提交 198e2f18 编写于 作者: A akpm@osdl.org 提交者: Linus Torvalds

[PATCH] scheduler cache-hot-autodetect

)

From: Ingo Molnar <mingo@elte.hu>

This is the latest version of the scheduler cache-hot-auto-tune patch.

The first problem was that detection time scaled with O(N^2), which is
unacceptable on larger SMP and NUMA systems. To solve this:

- I've added a 'domain distance' function, which is used to cache
  measurement results. Each distance is only measured once. This means
  that e.g. on NUMA distances of 0, 1 and 2 might be measured, on HT
  distances 0 and 1, and on SMP distance 0 is measured. The code walks
  the domain tree to determine the distance, so it automatically follows
  whatever hierarchy an architecture sets up. This cuts down on the boot
  time significantly and removes the O(N^2) limit. The only assumption
  is that migration costs can be expressed as a function of domain
  distance - this covers the overwhelming majority of existing systems,
  and is a good guess even for more assymetric systems.

  [ People hacking systems that have assymetries that break this
    assumption (e.g. different CPU speeds) should experiment a bit with
    the cpu_distance() function. Adding a ->migration_distance factor to
    the domain structure would be one possible solution - but lets first
    see the problem systems, if they exist at all. Lets not overdesign. ]

Another problem was that only a single cache-size was used for measuring
the cost of migration, and most architectures didnt set that variable
up. Furthermore, a single cache-size does not fit NUMA hierarchies with
L3 caches and does not fit HT setups, where different CPUs will often
have different 'effective cache sizes'. To solve this problem:

- Instead of relying on a single cache-size provided by the platform and
  sticking to it, the code now auto-detects the 'effective migration
  cost' between two measured CPUs, via iterating through a wide range of
  cachesizes. The code searches for the maximum migration cost, which
  occurs when the working set of the test-workload falls just below the
  'effective cache size'. I.e. real-life optimized search is done for
  the maximum migration cost, between two real CPUs.

Task list>
1) Name every system type that the scheduler patch description identifies by an abbreviation.
2) Reproduce the scheduler patch description word for word between "Another problem was" and "two real CPUs.", inclusive.
3) Render this sentence from the scheduler patch description in Spanish: "This is the latest version of the scheduler cache-hot-auto-tune patch."

Material provided>
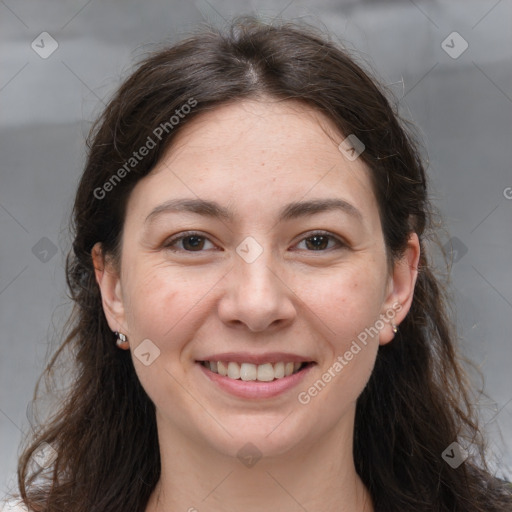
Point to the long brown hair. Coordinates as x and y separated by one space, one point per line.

Task responses>
1) SMP, NUMA, HT

2)
Another problem was that only a single cache-size was used for measuring
the cost of migration, and most architectures didnt set that variable
up. Furthermore, a single cache-size does not fit NUMA hierarchies with
L3 caches and does not fit HT setups, where different CPUs will often
have different 'effective cache sizes'. To solve this problem:

- Instead of relying on a single cache-size provided by the platform and
  sticking to it, the code now auto-detects the 'effective migration
  cost' between two measured CPUs, via iterating through a wide range of
  cachesizes. The code searches for the maximum migration cost, which
  occurs when the working set of the test-workload falls just below the
  'effective cache size'. I.e. real-life optimized search is done for
  the maximum migration cost, between two real CPUs.

3) Esta es la versión más reciente del parche cache-hot-auto-tune del planificador.